**Stated task**
Can you reproduce these records, substituting "one point per line" for every "one instance per line" and leaving everything else unchanged?
── Records provided ──
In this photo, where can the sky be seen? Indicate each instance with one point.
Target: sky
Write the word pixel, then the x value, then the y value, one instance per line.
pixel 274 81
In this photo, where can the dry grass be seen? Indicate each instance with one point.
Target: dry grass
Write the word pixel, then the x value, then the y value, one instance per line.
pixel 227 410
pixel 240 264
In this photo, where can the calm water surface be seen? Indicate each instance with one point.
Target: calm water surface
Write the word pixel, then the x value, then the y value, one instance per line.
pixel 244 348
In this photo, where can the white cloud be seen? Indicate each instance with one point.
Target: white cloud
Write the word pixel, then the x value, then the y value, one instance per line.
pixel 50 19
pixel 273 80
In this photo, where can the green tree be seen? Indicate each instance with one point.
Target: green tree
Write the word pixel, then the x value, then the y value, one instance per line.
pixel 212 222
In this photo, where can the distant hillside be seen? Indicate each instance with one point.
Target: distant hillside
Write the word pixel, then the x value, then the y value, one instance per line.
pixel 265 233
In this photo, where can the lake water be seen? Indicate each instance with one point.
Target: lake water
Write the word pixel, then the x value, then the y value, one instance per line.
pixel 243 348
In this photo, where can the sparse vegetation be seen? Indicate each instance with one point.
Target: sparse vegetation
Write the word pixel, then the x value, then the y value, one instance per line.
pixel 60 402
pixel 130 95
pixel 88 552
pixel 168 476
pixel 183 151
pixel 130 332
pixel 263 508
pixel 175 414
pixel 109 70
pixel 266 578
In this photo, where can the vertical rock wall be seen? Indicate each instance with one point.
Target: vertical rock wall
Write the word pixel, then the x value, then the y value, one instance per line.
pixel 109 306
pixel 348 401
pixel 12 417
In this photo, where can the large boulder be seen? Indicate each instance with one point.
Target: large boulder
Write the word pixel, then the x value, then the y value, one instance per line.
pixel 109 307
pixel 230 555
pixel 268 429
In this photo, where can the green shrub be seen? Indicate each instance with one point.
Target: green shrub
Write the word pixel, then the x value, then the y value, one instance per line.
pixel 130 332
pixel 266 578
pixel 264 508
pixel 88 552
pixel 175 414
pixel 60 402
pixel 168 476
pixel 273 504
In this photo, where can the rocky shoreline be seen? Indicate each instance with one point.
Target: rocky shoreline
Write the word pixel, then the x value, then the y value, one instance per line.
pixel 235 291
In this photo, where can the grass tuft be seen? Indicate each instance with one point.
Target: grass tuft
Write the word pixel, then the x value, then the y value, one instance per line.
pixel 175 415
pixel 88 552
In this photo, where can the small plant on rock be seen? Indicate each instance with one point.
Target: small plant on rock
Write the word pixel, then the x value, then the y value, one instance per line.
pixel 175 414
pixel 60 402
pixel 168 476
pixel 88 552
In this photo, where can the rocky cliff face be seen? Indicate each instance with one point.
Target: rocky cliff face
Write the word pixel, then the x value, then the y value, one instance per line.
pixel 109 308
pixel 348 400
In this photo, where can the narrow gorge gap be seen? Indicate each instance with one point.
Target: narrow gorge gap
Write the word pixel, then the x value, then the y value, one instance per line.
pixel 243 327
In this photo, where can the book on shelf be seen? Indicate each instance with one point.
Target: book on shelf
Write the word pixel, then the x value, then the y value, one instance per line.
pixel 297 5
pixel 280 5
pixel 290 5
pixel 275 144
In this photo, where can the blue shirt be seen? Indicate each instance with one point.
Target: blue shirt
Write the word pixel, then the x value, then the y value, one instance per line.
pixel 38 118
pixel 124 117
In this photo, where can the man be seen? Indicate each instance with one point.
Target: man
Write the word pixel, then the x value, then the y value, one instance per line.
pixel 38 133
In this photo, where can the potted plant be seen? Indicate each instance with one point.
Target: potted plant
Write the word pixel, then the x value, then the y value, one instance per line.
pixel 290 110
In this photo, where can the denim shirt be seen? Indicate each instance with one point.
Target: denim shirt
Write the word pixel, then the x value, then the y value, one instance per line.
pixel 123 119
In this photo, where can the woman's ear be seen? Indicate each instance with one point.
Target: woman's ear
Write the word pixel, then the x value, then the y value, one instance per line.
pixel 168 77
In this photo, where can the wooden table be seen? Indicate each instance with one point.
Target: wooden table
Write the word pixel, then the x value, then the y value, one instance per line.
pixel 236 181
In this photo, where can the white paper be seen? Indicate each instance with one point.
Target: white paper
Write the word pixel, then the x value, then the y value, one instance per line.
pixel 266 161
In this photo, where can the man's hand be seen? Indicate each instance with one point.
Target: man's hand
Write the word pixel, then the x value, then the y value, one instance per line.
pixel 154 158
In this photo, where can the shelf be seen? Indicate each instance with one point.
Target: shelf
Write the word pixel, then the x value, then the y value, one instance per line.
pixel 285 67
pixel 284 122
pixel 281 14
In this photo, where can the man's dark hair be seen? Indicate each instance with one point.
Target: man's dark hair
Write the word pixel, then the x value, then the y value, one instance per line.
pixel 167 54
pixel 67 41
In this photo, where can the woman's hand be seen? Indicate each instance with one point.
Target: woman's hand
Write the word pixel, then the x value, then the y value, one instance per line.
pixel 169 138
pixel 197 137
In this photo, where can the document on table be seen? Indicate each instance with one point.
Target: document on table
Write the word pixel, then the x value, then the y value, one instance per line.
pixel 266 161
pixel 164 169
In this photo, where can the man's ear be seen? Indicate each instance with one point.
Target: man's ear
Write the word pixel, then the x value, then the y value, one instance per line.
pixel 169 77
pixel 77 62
───
**Full answer**
In this photo, where can the sky be seen? Indicate each instance with one point.
Target: sky
Write the word pixel, then the x value, then the y value, one point per line.
pixel 274 81
In this photo, where can the dry grass be seen? Indicate each instance with one point.
Target: dry grass
Write the word pixel, then the x value, then the y value, one point per line.
pixel 227 410
pixel 240 264
In this photo, where can the calm water surface be seen? Indicate each instance with one point.
Target: calm water surface
Write the word pixel, then the x value, then the y value, one point per line.
pixel 244 348
In this photo, where can the white cloud be seen? Indicate each instance with one point.
Target: white cloud
Write the word pixel, then the x value, then the y value, one point per line.
pixel 50 19
pixel 273 80
In this photo, where can the green tree be seen? Indicate each instance with one point.
Target: green tree
Write the word pixel, then the x value, then the y value, one point per line.
pixel 212 222
In this photo, where can the distant hillside be seen? Indicate each instance with one point.
Target: distant hillside
Write the word pixel, then the x value, then the y value, one point per line.
pixel 265 233
In this photo, where can the lake water be seen? Indicate each instance with one point.
Target: lake water
Write the word pixel, then the x value, then the y value, one point per line.
pixel 243 348
In this photo, where can the sparse vegetation be seen? Indicate each instance with one point.
Target: sparse vegetation
Write the word pixel, then the x value, then the y value, one point per line.
pixel 60 402
pixel 130 95
pixel 88 552
pixel 168 476
pixel 183 151
pixel 130 332
pixel 263 508
pixel 175 414
pixel 109 70
pixel 266 578
In this photo, where can the vertical rock wall be seen? Indicate each instance with one point.
Target: vertical rock wall
Write the word pixel, then the x value, then the y value, one point per line.
pixel 109 306
pixel 348 401
pixel 12 417
In this photo, where can the large boulder be seen? Indicate each instance with one point.
Target: large boulder
Write the word pixel, then the x value, then the y value, one point per line.
pixel 109 307
pixel 230 555
pixel 268 429
In this photo, where can the green shrub be seen? Indicate each instance with one point.
Target: green shrub
Write the word pixel, then the x value, then the y value, one point per line.
pixel 130 332
pixel 266 578
pixel 264 508
pixel 88 552
pixel 175 414
pixel 60 402
pixel 168 476
pixel 273 504
In this photo, where can the rocky shoreline be seen? Indicate each instance with one point.
Target: rocky shoreline
Write the word pixel, then the x value, then the y value, one point per line.
pixel 235 291
In this photo, where can the grass tuft be seen? Indicate each instance with one point.
Target: grass tuft
Write the word pixel, then the x value, then the y value, one point per line.
pixel 175 415
pixel 88 552
In this photo, where can the small plant on rock be seen? Indicate each instance with one point.
Target: small plant on rock
Write the word pixel, then the x value, then the y value, one point per line.
pixel 175 414
pixel 60 402
pixel 168 476
pixel 88 552
In this photo, where can the rocky cliff face be seen? Indicate each instance with one point.
Target: rocky cliff face
Write the word pixel, then the x value, then the y value, one point per line.
pixel 109 308
pixel 348 400
In this photo, where can the narrow gorge gap be seen? Indicate each instance with one point.
Target: narrow gorge gap
Write the word pixel, then the x value, then the y value, one point per line.
pixel 243 327
In this photo, where can the book on shelf be seen? Indicate each instance with one point.
Target: book on shelf
Write the word pixel, then the x value, then the y value, one point per line.
pixel 297 5
pixel 280 5
pixel 290 5
pixel 275 144
In this photo, where can the blue shirt be seen? Indicate each instance with one point.
Target: blue shirt
Write the word pixel, then the x value, then the y value, one point per line.
pixel 38 118
pixel 124 117
In this photo, where can the man be seen? Indicate each instance with one point.
Target: man
Write the word pixel, then the x value, then the y value, one point per line.
pixel 38 133
In this photo, where can the potted plant be seen? Indicate each instance with one point.
Target: potted plant
Write the word pixel, then the x value, then the y value, one point per line.
pixel 290 110
In this photo, where can the denim shirt be seen? Indicate each instance with one point.
Target: denim shirt
Write the word pixel, then the x value, then the y value, one point per line.
pixel 123 119
In this photo, where can the woman's ear be seen? Indicate each instance with one point.
Target: woman's ear
Write the word pixel, then the x value, then the y value, one point per line.
pixel 168 77
In this photo, where can the wooden table be seen? Indicate each instance with one point.
Target: wooden table
Write the word pixel, then the x value, then the y value, one point per line.
pixel 236 181
In this photo, where can the white paper be seen? Indicate each instance with one point.
Target: white paper
Write the word pixel, then the x value, then the y value, one point per line.
pixel 266 161
In this photo, where can the man's hand be seen? Indicate each instance with one point.
Target: man's hand
Write the word pixel, then the x value, then the y value, one point per line.
pixel 154 158
In this photo, where can the shelf be seen? Indicate each instance with one point.
Target: shelf
Write the word pixel, then the x value, then the y value, one point per line.
pixel 285 67
pixel 284 122
pixel 281 14
In this photo, where can the man's dark hair be seen? Indicate each instance with one point.
Target: man's dark hair
Write the word pixel, then the x value, then the y value, one point per line.
pixel 167 54
pixel 67 41
In this photo, where can the woman's hand be seen? Indicate each instance with one point.
Target: woman's hand
Write the word pixel, then the x value, then the y value, one point per line.
pixel 169 138
pixel 197 137
In this photo, where can the document on table be seen? Indicate each instance with one point.
Target: document on table
Write the word pixel, then the x value, then the y value, one point per line.
pixel 266 161
pixel 164 169
In this photo, where can the man's ear be seen? Indicate each instance with one point.
Target: man's ear
Write the word pixel, then the x value, then the y value, one point per line.
pixel 169 77
pixel 77 62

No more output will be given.